• _GOAL_: Copy the stretch of the items below from the line containing "Reviewer note: confirm that each instance of the clear" through the line containing "column 267, row 181", including both of those lines, with every character kept as it is.
--- START INPUT FOR THIS TASK ---
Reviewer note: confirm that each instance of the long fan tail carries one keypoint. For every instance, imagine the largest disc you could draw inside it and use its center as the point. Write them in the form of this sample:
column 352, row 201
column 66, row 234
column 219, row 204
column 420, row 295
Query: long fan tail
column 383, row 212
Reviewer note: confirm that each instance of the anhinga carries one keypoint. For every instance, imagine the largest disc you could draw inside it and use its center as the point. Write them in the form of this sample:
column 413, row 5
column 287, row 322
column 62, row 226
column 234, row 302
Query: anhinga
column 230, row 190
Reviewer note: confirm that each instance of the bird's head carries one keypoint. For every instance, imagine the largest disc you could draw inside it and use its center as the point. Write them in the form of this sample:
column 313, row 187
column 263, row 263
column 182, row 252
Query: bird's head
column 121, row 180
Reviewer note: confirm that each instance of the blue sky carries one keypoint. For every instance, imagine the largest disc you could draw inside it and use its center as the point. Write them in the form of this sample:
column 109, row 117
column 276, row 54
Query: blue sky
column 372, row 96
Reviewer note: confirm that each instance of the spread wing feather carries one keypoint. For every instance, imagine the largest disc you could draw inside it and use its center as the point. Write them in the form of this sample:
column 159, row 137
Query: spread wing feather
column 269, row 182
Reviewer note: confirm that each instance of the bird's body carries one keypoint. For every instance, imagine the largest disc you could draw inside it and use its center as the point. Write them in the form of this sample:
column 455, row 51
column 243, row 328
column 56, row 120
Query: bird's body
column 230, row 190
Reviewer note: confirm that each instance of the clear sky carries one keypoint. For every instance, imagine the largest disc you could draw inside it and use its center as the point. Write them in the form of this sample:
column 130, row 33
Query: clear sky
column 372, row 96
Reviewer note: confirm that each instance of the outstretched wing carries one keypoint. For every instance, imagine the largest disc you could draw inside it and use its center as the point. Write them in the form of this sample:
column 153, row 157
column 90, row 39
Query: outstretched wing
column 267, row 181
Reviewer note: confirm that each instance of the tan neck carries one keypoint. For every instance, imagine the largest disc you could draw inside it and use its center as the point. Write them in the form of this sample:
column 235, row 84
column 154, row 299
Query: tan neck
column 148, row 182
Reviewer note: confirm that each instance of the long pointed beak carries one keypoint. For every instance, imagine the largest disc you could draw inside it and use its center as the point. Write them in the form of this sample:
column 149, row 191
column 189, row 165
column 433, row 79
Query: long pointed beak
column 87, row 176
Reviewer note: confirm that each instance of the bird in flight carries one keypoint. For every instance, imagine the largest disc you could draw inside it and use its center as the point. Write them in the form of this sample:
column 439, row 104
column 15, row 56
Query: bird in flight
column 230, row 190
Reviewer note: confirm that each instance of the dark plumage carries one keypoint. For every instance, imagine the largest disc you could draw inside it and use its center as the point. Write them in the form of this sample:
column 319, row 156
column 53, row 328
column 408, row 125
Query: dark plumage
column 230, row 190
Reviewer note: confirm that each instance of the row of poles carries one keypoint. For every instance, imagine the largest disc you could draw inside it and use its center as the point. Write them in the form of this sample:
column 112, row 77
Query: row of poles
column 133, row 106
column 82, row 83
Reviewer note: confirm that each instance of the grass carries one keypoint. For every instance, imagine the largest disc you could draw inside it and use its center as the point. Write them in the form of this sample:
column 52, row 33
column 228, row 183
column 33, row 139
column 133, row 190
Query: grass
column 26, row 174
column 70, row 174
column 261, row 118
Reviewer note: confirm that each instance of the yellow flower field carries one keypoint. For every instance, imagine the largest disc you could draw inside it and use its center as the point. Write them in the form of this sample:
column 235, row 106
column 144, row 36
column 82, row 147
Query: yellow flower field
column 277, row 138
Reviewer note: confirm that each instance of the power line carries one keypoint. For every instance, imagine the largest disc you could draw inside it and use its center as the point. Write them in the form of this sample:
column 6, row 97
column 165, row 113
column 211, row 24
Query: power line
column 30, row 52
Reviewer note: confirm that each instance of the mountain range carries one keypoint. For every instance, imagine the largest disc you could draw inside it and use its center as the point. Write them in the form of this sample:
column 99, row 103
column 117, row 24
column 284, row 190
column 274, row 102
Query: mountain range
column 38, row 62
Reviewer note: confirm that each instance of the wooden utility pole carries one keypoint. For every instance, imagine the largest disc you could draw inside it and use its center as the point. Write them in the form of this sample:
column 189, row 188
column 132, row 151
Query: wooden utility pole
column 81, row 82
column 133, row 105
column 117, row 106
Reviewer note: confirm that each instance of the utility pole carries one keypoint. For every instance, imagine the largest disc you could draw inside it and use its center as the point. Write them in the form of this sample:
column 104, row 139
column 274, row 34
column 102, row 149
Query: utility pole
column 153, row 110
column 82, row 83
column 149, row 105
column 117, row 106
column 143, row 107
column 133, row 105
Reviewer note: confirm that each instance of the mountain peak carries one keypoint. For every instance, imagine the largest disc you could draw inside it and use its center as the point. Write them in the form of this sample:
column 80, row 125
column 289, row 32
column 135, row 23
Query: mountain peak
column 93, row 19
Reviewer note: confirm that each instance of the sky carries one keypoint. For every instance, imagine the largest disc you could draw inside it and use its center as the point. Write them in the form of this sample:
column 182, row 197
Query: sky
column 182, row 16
--- END INPUT FOR THIS TASK ---
• _SOLUTION BELOW_:
Reviewer note: confirm that each instance of the clear sky carries one keypoint. For every instance, imagine the largest disc you could draw inside it and use its center as the point. Write them in the form of this sample:
column 130, row 33
Query: clear sky
column 372, row 96
Reviewer note: confirm that each instance of the outstretched wing carries one keypoint. For every instance, imagine the largest disc you could draw inside it and use its center as the point. Write them in the form of this sample:
column 153, row 157
column 90, row 39
Query: outstretched wing
column 267, row 181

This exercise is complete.